**Problem:**
Repeat the whole listing word for word, skipping pictures.

Data START

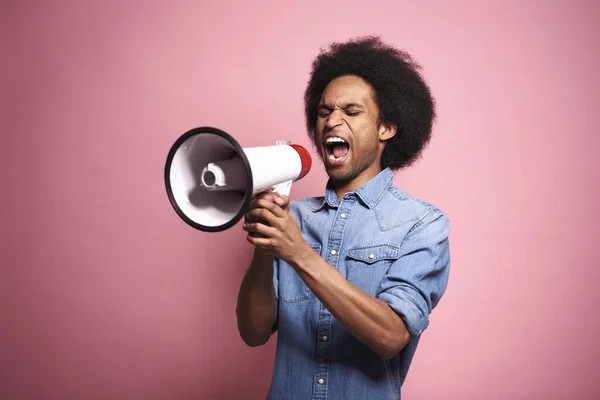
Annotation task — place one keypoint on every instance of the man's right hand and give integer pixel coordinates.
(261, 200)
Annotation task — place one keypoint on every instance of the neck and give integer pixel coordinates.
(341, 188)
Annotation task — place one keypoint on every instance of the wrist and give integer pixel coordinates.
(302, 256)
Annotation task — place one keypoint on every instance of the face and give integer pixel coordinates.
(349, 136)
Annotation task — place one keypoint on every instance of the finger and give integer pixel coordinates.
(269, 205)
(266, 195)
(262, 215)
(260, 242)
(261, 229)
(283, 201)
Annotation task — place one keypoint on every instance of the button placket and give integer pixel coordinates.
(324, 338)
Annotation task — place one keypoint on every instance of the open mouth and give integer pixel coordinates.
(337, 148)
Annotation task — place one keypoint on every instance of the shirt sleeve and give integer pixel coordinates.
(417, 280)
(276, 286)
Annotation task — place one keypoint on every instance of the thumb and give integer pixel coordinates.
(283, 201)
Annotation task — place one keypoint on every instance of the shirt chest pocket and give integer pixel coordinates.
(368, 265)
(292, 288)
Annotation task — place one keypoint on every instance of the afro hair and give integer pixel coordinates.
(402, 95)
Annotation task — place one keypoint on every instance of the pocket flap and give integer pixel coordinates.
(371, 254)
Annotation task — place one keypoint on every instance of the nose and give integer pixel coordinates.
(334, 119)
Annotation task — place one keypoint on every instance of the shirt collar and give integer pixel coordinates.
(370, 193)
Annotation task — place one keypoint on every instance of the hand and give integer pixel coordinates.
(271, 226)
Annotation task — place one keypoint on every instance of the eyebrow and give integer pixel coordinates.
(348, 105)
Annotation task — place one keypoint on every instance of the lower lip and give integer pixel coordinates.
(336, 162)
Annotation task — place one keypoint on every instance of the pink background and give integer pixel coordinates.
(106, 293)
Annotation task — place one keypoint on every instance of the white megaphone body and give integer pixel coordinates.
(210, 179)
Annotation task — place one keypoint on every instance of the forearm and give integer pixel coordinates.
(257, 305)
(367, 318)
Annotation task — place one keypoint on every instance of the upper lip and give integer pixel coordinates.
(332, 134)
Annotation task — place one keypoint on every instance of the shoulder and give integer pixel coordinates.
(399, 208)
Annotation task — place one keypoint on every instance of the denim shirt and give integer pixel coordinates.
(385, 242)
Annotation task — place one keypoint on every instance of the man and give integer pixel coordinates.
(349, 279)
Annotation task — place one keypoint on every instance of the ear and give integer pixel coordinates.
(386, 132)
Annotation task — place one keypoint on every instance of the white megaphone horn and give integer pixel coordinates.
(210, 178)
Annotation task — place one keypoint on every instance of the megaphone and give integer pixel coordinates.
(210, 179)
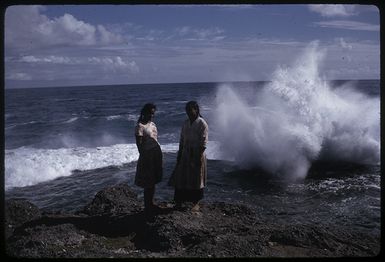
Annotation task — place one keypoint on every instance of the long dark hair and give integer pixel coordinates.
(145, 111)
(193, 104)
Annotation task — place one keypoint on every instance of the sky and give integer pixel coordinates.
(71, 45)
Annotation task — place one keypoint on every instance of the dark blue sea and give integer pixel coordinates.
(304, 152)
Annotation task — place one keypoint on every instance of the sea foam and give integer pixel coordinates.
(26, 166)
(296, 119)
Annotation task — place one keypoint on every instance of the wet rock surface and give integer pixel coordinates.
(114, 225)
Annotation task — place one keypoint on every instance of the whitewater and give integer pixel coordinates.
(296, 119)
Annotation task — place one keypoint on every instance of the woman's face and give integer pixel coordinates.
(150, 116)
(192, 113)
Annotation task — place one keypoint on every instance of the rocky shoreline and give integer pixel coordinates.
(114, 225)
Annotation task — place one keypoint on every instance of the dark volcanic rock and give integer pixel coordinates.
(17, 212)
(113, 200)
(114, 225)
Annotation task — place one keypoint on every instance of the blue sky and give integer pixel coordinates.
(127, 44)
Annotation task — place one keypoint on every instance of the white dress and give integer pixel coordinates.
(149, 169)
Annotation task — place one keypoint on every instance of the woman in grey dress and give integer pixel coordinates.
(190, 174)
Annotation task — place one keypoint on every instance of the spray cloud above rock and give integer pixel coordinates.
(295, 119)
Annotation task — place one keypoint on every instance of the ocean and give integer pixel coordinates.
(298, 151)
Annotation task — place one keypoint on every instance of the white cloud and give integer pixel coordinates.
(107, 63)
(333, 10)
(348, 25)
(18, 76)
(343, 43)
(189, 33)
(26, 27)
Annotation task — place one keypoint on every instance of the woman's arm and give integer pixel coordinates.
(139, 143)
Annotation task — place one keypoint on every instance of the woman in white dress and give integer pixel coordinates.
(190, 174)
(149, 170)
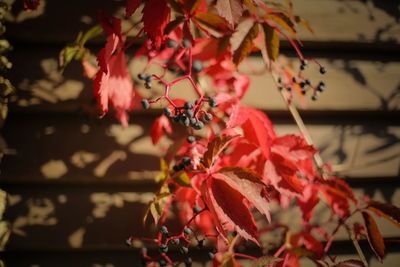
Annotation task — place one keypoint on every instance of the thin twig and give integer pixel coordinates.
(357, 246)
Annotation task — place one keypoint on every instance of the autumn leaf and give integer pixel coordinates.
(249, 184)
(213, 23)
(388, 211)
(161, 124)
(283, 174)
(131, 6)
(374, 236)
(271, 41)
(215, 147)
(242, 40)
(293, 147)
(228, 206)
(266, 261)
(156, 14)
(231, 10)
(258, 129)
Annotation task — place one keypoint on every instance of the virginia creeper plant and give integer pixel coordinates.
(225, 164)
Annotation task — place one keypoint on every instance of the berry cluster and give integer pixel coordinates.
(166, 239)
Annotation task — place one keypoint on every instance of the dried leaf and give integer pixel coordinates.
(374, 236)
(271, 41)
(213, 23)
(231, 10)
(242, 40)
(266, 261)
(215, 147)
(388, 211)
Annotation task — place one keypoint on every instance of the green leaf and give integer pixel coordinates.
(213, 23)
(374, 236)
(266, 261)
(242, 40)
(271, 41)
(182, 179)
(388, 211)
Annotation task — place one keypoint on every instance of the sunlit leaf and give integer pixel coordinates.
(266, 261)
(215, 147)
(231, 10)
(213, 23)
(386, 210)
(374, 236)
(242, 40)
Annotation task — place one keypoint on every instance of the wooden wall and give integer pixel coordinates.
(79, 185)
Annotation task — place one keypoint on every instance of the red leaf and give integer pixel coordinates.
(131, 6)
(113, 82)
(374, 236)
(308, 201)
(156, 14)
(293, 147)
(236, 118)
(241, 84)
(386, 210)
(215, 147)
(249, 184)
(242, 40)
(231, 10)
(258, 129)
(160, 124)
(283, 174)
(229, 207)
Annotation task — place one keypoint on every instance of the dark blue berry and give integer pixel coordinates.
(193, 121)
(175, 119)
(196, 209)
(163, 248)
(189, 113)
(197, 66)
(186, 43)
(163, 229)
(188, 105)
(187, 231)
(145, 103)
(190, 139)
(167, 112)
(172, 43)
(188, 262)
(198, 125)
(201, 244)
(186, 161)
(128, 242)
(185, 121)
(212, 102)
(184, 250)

Data END

**Task answer:**
Annotation task — place one keypoint on every instance of the man's right hand and give integer pixel coordinates.
(261, 200)
Annotation task — place one keypoint on every instance of the neck and give integer pixel coordinates.
(341, 188)
Annotation task — place one keypoint on every instance of the wrist and give integer pixel coordinates.
(302, 256)
Annotation task — place one keypoint on every instance of the face and give integer pixel coordinates.
(349, 136)
Annotation task — place one keypoint on every instance of the finger and give integer pixel coordinates.
(269, 205)
(266, 195)
(262, 215)
(260, 242)
(261, 229)
(283, 201)
Annotation task — place one keypoint on every instance of the button placket and give integer pixel coordinates.
(324, 338)
Annotation task — place one keypoint on every instance of the open mouth and give integer pixel coordinates.
(337, 148)
Annotation task — place one keypoint on every instance of the shirt sleeve and give integer pixel coordinates.
(417, 280)
(276, 286)
Annotation task — place one keypoint on every instance of the thumb and give integer pixel coordinates.
(283, 201)
Annotation task — place one keypoint on every instance of the shirt chest pocket and give integer pixel coordinates.
(368, 265)
(292, 288)
Annotation task — place one keypoint on every instance of the afro hair and give integer pixel coordinates.
(402, 95)
Annotation task — place one keypoint on every instance of the pocket flap and give integer pixel coordinates.
(371, 254)
Annotation task — place one keypoint on every instance of the nose and give integer pixel coordinates.
(334, 119)
Annotation task — place one keypoint on every instance of the shirt collar and give integer pixel coordinates.
(370, 193)
Annotation task — place one keypoint on every instance of the hand and give integer pixel coordinates.
(271, 226)
Annotation task — place one keypoint on every instance of the eyebrow and give integer pixel coordinates.
(348, 105)
Annotation task — place one keypoint on every instance of the lower lip and give integer pixel coordinates.
(336, 162)
Annotation task — place one keypoint on every instance of the pink background and give integer pixel coordinates.
(106, 293)
Annotation task — place one keypoint on every instance of the white megaphone body and give integer pixel coordinates.
(210, 179)
Annotation task — place one keypoint on every instance of the forearm and give integer pixel coordinates.
(257, 305)
(367, 318)
Annotation task — place one keypoint on every instance of the upper lip and give integer pixel coordinates.
(332, 134)
Annotation task — place one keypoint on every instance of the shoulder and give integer pixel coordinates.
(399, 208)
Annotation task — place one keypoint on every instance of the denim shirt and give integer pixel coordinates.
(385, 242)
Annotation task — place one keypoint on every instance of the man and give integer pixel coordinates.
(349, 279)
Annotation task — place one keypoint on every instance of the ear and give integer pixel coordinates.
(386, 132)
Annotation task — place one keypoint on every instance of the white megaphone horn and give integer pixel coordinates.
(210, 178)
Annotation task — place one keypoint on every instance of the megaphone and give integer pixel coordinates.
(210, 179)
Annotation task — place one keypoint on every instance of the long dark hair and give integer pixel coordinates.
(145, 111)
(193, 104)
Annotation task — place one keypoint on every instance of the sky and give integer pixel coordinates.
(71, 45)
Annotation task — place one keypoint on every instance of the dark blue sea and give integer pixel coordinates.
(304, 152)
Annotation task — place one keypoint on every instance of the sea foam and give integer pixel coordinates.
(26, 166)
(296, 119)
Annotation task — place one keypoint on every instance of the wet rock surface and give integer pixel coordinates.
(114, 225)
Annotation task — place one keypoint on every instance of the whitewater and give integer pixel coordinates.
(296, 119)
Annotation task — place one keypoint on every instance of the woman's face and give integer pixel coordinates.
(150, 116)
(192, 113)
Annotation task — place one keypoint on every instance of the rocky shoreline and give integer pixel coordinates.
(114, 225)
Annotation task — place one keypoint on every instance of the dark volcanic rock and give integer pixel coordinates.
(17, 212)
(113, 200)
(114, 225)
Annotation task — place one keypoint on every instance of the blue sky and give integer pixel coordinates.
(127, 44)
Annotation task — place one keypoint on every instance of the white dress and give integer pixel coordinates.
(149, 169)
Annotation task — place one keypoint on every instance of the woman in grey dress and give integer pixel coordinates.
(190, 174)
Annotation task — place one keypoint on every instance of the spray cloud above rock and give integer pixel coordinates.
(295, 119)
Annotation task — place one keypoint on every instance of the ocean and give integer pixel coordinates.
(298, 151)
Annotation task — place one keypoint on every instance of the white cloud and give integer pixel coordinates.
(107, 63)
(333, 10)
(348, 25)
(18, 76)
(343, 43)
(189, 33)
(26, 27)
Annotation task — place one keypoint on every instance of the woman's arm and give integer pixel coordinates.
(139, 143)
Annotation task — place one keypoint on every instance of the woman in white dress and give integer pixel coordinates.
(190, 174)
(149, 170)
Annotation task — place one keypoint on every instance of the thin twig and give integer pixel coordinates.
(357, 246)
Annotation task — place one keypoint on every instance of the autumn leaf and give integer pixel coordinates.
(249, 184)
(213, 23)
(388, 211)
(161, 124)
(283, 174)
(131, 6)
(374, 236)
(271, 41)
(215, 147)
(242, 40)
(293, 147)
(228, 206)
(266, 261)
(156, 14)
(231, 10)
(258, 129)
Annotation task — place one keypoint on every instance of the virginia creeper plant and give integer pixel coordinates.
(225, 164)
Annotation task — place one keypoint on every instance of the berry cluster and give integer pixel coordinates.
(166, 239)
Annotation task — place one keypoint on every instance of the dried leaf and give integer pixel coordinates.
(374, 236)
(271, 41)
(213, 23)
(231, 10)
(242, 40)
(266, 261)
(215, 147)
(388, 211)
Annotation task — place one keypoint on every instance of the green leaf and give integer pixel coordinates.
(213, 23)
(374, 236)
(266, 261)
(242, 40)
(271, 41)
(182, 179)
(388, 211)
Annotation task — place one keypoint on every instance of the sunlit leaf and give integer pixel coordinates.
(266, 261)
(215, 147)
(231, 10)
(213, 23)
(386, 210)
(374, 236)
(242, 40)
Annotation task — place one keypoint on every instance of the wooden wall and give integer pixel coordinates.
(79, 185)
Annotation task — place one keypoint on every instance of the red leaf and give integer pixel coordinates.
(131, 6)
(113, 82)
(374, 236)
(308, 201)
(156, 14)
(293, 147)
(236, 118)
(241, 84)
(386, 210)
(215, 147)
(249, 184)
(242, 40)
(231, 10)
(258, 129)
(160, 124)
(283, 174)
(229, 207)
Annotation task — place one keypoint on every instance of the dark blue berry and give integer pixel coordinates.
(193, 121)
(175, 119)
(196, 209)
(163, 248)
(189, 113)
(197, 66)
(186, 43)
(163, 229)
(188, 105)
(187, 231)
(145, 103)
(190, 139)
(167, 112)
(172, 43)
(188, 262)
(198, 125)
(201, 244)
(186, 161)
(128, 242)
(185, 121)
(212, 102)
(184, 250)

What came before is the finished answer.